What to do: Each entry is to be restated word for word, with nothing omitted.
[Extracted information — start]
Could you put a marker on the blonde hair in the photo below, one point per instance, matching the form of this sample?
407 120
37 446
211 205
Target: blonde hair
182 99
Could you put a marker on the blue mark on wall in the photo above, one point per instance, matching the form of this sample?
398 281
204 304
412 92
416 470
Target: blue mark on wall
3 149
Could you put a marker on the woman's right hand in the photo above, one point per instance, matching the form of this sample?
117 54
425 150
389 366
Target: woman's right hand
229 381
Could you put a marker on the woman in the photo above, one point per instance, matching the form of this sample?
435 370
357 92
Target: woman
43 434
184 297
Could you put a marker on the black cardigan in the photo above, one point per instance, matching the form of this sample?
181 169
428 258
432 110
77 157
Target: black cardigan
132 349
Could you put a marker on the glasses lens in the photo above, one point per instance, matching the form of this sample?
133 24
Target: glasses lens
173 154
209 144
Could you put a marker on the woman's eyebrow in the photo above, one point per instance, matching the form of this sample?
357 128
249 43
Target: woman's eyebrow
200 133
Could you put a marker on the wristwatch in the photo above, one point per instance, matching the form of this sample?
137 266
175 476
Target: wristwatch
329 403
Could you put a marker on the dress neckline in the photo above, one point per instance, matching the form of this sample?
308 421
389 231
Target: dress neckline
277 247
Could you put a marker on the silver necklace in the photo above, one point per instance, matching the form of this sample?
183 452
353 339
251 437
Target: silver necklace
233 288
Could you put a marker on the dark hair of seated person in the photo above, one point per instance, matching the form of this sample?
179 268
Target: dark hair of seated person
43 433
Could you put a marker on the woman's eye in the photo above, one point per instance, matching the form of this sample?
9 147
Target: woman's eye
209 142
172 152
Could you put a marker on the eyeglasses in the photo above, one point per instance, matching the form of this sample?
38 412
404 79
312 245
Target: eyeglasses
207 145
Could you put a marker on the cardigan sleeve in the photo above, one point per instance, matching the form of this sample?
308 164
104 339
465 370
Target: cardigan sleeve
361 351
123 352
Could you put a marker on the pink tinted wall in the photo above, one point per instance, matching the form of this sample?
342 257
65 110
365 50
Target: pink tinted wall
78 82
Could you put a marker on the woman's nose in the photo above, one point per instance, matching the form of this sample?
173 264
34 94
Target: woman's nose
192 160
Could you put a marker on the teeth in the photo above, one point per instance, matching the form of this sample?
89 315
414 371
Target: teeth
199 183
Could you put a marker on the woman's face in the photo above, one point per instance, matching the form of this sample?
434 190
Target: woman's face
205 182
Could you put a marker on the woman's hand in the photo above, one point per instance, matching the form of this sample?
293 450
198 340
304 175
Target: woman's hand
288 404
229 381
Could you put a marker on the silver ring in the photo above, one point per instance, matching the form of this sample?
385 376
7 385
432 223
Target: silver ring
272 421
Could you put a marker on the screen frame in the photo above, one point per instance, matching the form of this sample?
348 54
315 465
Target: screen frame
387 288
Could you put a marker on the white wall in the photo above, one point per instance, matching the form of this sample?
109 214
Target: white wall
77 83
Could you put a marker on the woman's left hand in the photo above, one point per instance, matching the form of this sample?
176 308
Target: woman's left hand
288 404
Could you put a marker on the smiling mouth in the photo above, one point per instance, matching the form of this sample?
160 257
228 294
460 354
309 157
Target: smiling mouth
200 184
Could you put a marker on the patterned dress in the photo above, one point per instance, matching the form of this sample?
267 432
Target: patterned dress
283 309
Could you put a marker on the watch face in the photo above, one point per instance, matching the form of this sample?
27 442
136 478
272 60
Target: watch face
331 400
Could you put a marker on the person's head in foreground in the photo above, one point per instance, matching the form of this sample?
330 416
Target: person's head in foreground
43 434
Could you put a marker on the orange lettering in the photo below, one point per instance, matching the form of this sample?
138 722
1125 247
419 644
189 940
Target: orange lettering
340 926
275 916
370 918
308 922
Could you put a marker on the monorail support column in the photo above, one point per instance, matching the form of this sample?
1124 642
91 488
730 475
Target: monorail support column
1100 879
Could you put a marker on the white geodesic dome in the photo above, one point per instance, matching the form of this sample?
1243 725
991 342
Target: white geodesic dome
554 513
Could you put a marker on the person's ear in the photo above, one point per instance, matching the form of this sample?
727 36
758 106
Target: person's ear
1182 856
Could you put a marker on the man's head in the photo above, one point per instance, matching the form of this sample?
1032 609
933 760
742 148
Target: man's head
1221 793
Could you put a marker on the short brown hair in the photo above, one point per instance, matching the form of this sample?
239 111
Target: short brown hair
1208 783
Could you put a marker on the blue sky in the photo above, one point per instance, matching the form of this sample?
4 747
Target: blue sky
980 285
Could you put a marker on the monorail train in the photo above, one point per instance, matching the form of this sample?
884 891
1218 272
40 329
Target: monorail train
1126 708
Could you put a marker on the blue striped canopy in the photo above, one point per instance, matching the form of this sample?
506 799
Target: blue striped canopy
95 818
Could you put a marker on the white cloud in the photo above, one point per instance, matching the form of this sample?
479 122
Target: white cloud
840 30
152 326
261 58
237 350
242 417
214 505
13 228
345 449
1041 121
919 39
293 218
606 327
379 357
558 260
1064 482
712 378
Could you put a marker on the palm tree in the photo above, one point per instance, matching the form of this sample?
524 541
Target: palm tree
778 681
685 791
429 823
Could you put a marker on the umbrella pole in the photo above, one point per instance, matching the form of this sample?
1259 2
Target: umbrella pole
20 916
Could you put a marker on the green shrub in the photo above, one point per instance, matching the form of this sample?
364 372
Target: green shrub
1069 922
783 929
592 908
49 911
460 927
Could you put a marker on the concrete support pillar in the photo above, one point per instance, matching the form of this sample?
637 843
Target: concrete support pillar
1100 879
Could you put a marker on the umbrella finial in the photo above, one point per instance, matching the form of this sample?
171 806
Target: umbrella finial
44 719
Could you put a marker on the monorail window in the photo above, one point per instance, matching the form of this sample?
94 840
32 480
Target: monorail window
[Extracted information — finish]
Exercise output:
Could you put a marker on the blonde hair in the photo below, one point per instance, matching the form of this sample?
407 120
37 446
211 205
Target: blonde hair
182 99
Could you put a marker on the blue mark on wall in the photo above, one point per instance, matching the form of this sample?
398 281
204 304
412 92
416 470
Target: blue mark on wall
3 149
Could you put a marker on the woman's right hand in the photo above, one point per instance, matching the form of this sample?
117 54
425 150
389 366
Target: woman's right hand
229 381
Could you put a marker on the woman in the photo above, one point per instance, matching the form of this sample?
435 370
357 92
Target: woman
43 434
184 297
Could you put a marker on the black cardigan in the photo above, one point per instance, matching the form of this sample?
181 169
428 258
432 110
77 157
Target: black cardigan
132 349
Could you put a marker on the glasses lens in the photo above, one point per instance, matching the form of this sample?
133 24
Target: glasses lens
173 154
209 144
Could you put a marker on the woman's eyebrow in the photo above, one point per instance, matching the form of this sample?
357 128
249 43
Target: woman's eyebrow
200 133
Could you put a marker on the wristwatch in the photo above, one point per instance, matching the form of this sample?
137 266
175 476
Target: wristwatch
329 403
Could you put a marker on the dress neckline in the photo above, one point per instance, matching the form of this sample?
308 421
389 231
Target: dress neckline
277 247
Could you put a marker on the silver necklace in the photo above, one point per instance, matching the form of this sample?
183 452
353 339
251 437
Target: silver necklace
233 288
Could you put a marker on the dark hair of seated person in the photo above, one point per instance, matching the form of this sample?
179 268
Target: dark hair of seated person
43 433
Could you put a marker on the woman's eye in the photo above, one point per instance, matching the form of this sample?
9 147
Target: woman's eye
209 142
172 152
Could you put a marker on the eyeglasses in the photo above, one point per instance, matching the form of this sample?
38 412
404 79
312 245
Target: eyeglasses
207 145
Could you put a marker on the cardigan sleeve in the photo above, one point per instance, matching the form of this sample?
308 164
104 339
465 370
Target: cardigan sleeve
361 351
123 352
Could you put a marker on the pink tinted wall in the photo above, one point per instance, matching the form of this sample?
342 257
65 110
365 50
Target: pink tinted wall
78 82
Could you put a marker on the woman's nose in the photo above, one point per instance, matching the form of this sample?
173 264
34 94
Target: woman's nose
192 160
Could you put a marker on the teeth in the photo above, one point per instance, matching the form of this sample?
89 315
414 371
Target: teeth
199 183
Could you put a marker on the woman's face in the photo above, one point per instance, matching the form of this sample?
434 190
Target: woman's face
205 182
Could you put a marker on the woman's hand in the photo above, one point per instance, matching the form of this sample?
293 450
198 340
304 175
Target: woman's hand
288 404
229 381
Could you put a marker on the silver ring in the photo above, one point per instance, matching the form of this sample?
385 376
7 385
432 223
Target: silver ring
272 421
Could you put a marker on the screen frame in the photo above, one point per instance, matching the form of this sample?
348 54
315 465
Target: screen frame
387 288
Could you put a marker on the white wall in the photo above, one point per instance, matching the form of this sample?
109 214
Target: white wall
77 83
Could you put a marker on the woman's left hand in the photo above, one point per instance, matching the form of this sample?
176 308
Target: woman's left hand
288 404
Could you put a marker on the smiling mouth in the photo above, one point per instance, matching the form of this sample?
160 257
228 294
460 354
309 157
Target: smiling mouth
200 184
Could you put a marker on the patterned dress in the photo above, one point per instance, matching the form of this sample?
267 432
Target: patterned dress
283 309
Could you put a marker on the watch face in the photo above, one point per instance, matching the form of this sample?
27 442
136 478
272 60
Target: watch face
331 400
Could you put a marker on the person's head in foreground in the photo above, one point per instance, matching the form of this sample?
330 416
Target: person's head in foreground
43 434
Could you put a marker on the orange lettering in the photo below, one point per instance, matching the form of this sample?
138 722
1125 247
419 644
189 940
Target: orange lettering
340 926
275 916
370 918
308 922
Could you put a marker on the monorail support column in the photo above, one point per instance, matching the form of this sample?
1124 642
91 488
730 475
Target: monorail support column
1100 879
Could you put a marker on the white geodesic dome in the photo above, one point per instance, matching the form of this sample?
1243 725
991 342
Target: white geodesic dome
554 513
Could you put a marker on the person's ear in the photo above, one point per instance, matching the form of this sample?
727 36
758 106
Target: person's ear
1182 856
Could you put a marker on the man's head in the photo above, one point per instance, matching the form of this sample?
1032 609
933 760
742 148
Target: man's head
1221 793
Could you put a marker on the short brown hair in the photo above, one point per instance, matching the form of this sample?
239 111
Target: short brown hair
1208 783
Could you put a marker on the blue sky in the photo above, one point per instance, matching the form of this sample?
4 747
Target: blue sky
980 285
Could you put a marker on the monorail train in the photo above, one point per instance, matching the form of this sample?
884 891
1218 272
40 329
Target: monorail train
1126 708
Could you put a marker on the blue striped canopy in the photo above, one point per instance, matching the form of this sample?
506 799
Target: blue striped canopy
95 818
Could you put a marker on the white cloud in the photo above, one point per instance, matching the form of this sample?
479 122
Target: white cloud
840 30
152 326
261 58
237 350
242 417
214 505
13 228
345 449
1041 121
919 39
293 218
606 327
379 357
558 260
1064 482
712 378
Could you put a marker on the palm tree in the photo above, one point per instance, matching the form of this sample?
524 541
Target: palm tree
778 681
685 791
429 823
Could you put a marker on the umbrella pole in the photo above, one point per instance, matching the form of this sample?
1259 2
Target: umbrella pole
20 916
Could you put a marker on the green shrub in the photo above, one point per instance, matching the form of this sample?
364 372
Target: green shrub
1069 922
783 929
592 908
49 911
460 927
Could you put a marker on the concrete support pillar in the photo above, one point per instance, matching the form of this sample?
637 843
Target: concrete support pillar
1100 879
Could you put a marker on the umbrella finial in the photo above, one point per instance, matching the form of this sample?
171 806
Target: umbrella finial
44 719
Could you put a marker on the monorail window in the photo above, one point per instance, matching the form of this sample?
94 840
32 480
Target: monorail window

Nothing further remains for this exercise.